▼

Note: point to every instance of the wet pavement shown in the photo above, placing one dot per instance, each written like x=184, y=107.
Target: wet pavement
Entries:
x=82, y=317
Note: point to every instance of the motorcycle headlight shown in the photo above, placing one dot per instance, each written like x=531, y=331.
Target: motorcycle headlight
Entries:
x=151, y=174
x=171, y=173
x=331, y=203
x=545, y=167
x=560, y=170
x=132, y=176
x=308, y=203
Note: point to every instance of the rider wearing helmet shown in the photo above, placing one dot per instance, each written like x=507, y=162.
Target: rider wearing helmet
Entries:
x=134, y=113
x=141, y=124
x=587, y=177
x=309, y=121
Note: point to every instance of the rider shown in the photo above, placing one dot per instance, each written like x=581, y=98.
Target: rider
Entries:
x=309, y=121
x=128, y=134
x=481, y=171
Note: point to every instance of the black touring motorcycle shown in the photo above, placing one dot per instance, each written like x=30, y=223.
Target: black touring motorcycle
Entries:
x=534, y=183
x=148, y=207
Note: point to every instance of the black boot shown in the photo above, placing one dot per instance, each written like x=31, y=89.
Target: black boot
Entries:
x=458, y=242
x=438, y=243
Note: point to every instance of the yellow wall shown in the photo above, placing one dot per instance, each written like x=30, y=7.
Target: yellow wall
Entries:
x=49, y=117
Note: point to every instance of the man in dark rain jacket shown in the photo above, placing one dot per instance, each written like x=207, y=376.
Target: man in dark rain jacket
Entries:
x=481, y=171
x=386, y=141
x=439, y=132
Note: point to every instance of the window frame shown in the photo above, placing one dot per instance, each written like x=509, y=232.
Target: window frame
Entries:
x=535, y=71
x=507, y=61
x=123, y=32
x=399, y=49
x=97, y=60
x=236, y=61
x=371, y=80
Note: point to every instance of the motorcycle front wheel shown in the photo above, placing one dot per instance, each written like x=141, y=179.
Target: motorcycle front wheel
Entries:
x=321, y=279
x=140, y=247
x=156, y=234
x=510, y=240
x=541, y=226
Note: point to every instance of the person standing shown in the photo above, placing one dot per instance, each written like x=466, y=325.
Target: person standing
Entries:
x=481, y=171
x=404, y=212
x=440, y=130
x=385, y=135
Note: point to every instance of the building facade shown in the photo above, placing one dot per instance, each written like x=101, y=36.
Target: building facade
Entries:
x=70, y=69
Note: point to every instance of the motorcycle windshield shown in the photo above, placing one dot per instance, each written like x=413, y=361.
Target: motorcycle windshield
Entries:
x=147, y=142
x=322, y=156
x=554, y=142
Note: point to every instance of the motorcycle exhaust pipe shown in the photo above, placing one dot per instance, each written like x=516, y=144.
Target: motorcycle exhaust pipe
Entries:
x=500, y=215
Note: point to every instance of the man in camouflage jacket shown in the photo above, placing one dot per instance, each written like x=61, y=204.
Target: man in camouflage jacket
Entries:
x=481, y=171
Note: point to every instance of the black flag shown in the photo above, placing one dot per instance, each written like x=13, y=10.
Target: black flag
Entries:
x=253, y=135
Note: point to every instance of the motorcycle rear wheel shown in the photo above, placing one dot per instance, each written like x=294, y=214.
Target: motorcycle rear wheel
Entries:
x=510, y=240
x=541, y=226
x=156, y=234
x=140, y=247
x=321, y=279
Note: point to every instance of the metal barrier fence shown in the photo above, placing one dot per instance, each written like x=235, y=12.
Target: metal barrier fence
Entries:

▲

» EXERCISE DESCRIPTION
Copy every one of the rows above word for word, without changing any character.

» SOLUTION FOR THIS TASK
Note: point to every instance of the wet pavement shown in the photo above, placing one dot per instance, each written like x=184, y=107.
Target: wet pavement
Entries:
x=82, y=317
Note: point to every instance of the motorcycle headlight shown in the photo above, placing one dot per instance, each written like x=531, y=331.
Target: motorcycle headlight
Entries:
x=151, y=174
x=171, y=173
x=331, y=203
x=545, y=167
x=560, y=170
x=132, y=176
x=308, y=203
Note: point to every instance of the rider wearing helmet shown in the photo above, placing one dot per instance, each written like x=507, y=162.
Target: rider wearing helmet
Entries:
x=134, y=113
x=141, y=124
x=587, y=177
x=309, y=121
Note: point to every instance of the rider shown in the photo above, placing one dot per instance, each written like x=581, y=98.
Target: rider
Entries:
x=309, y=121
x=128, y=134
x=481, y=171
Note: point to every instance of the black touring motorcycle shown in the photo above, placing one dot per instance, each written like x=30, y=223.
Target: black touring motorcycle
Entries:
x=534, y=183
x=148, y=207
Note: point to every instance of the black boot shown in the photo above, placing one dot per instance, each written like x=31, y=89.
Target: black boot
Entries:
x=458, y=242
x=438, y=243
Note: point to every instance of the yellow wall shown in the photo above, placing one dot per instance, each written like x=30, y=7.
Target: yellow wall
Entries:
x=49, y=117
Note: point to every instance of the man in dark rain jacket shown in the photo above, placing one dot per instance, each written like x=207, y=376.
Target: man in dark rain jacket
Entries:
x=481, y=171
x=386, y=141
x=439, y=132
Note: point to every instance of the window frame shown in the photo above, placing one dot per instance, each written like x=509, y=232.
Target: window frame
Entries:
x=535, y=71
x=507, y=61
x=123, y=32
x=399, y=49
x=97, y=60
x=236, y=61
x=371, y=80
Note: point to every instance of the motorcycle front wheel shown in the photo above, placing one dot per instance, each written like x=141, y=179.
Target: motorcycle front wheel
Entries:
x=321, y=279
x=140, y=247
x=156, y=234
x=510, y=240
x=541, y=226
Note: point to every instance of the person standing shown in the photo above, placing one dot per instance, each written like x=466, y=325.
Target: person standing
Entries:
x=481, y=171
x=404, y=212
x=440, y=130
x=385, y=135
Note: point to every instance of the building facade shown in the photo above, placing one dot per instance, each written like x=101, y=36.
Target: building facade
Entries:
x=70, y=69
Note: point to every instance of the motorcycle windshield shown in the photo above, placing one dot per instance, each written like x=413, y=361.
Target: motorcycle windshield
Entries:
x=147, y=142
x=322, y=156
x=554, y=142
Note: point to every instance of the motorcycle exhaust pipe shown in the photo above, placing one dot per instance, each written like x=516, y=144.
Target: motorcycle exhaust pipe
Entries:
x=500, y=215
Note: point to every instance of the man in camouflage jacket shown in the photo above, placing one dot per instance, each written like x=61, y=204.
Target: man in camouflage jacket
Entries:
x=481, y=171
Note: point to every instance of the black flag shown in the photo above, placing one dot per instance, each written like x=13, y=10.
Target: black flag
Entries:
x=253, y=135
Note: point to every instance of the motorcycle rear wheel shown in the photo above, placing one dot per instance, each written like x=294, y=214.
Target: motorcycle rear wheel
Entries:
x=510, y=240
x=541, y=226
x=156, y=234
x=140, y=247
x=321, y=279
Note: point to every instance of the metal barrier fence shown in the photo above, placing one dot per instance, each written like x=235, y=12.
Target: metal barrier fence
Entries:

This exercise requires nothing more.